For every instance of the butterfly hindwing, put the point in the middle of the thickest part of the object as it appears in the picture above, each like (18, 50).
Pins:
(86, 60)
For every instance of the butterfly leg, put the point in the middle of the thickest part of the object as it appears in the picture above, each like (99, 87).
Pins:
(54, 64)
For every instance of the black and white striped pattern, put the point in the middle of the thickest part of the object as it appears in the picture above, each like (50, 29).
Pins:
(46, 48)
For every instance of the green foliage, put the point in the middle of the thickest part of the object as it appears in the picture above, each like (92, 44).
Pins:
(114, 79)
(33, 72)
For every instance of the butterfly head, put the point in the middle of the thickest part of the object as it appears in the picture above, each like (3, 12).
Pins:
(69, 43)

__________________________________________________

## Brief
Reproduce only the lines running from the one that contains "For every instance of the butterfly head, put" to the last line of the records.

## Expected answer
For every instance of the butterfly head, put the point in the middle of the thickest part of the object as it appears in the picture above, each like (3, 12).
Pins:
(69, 43)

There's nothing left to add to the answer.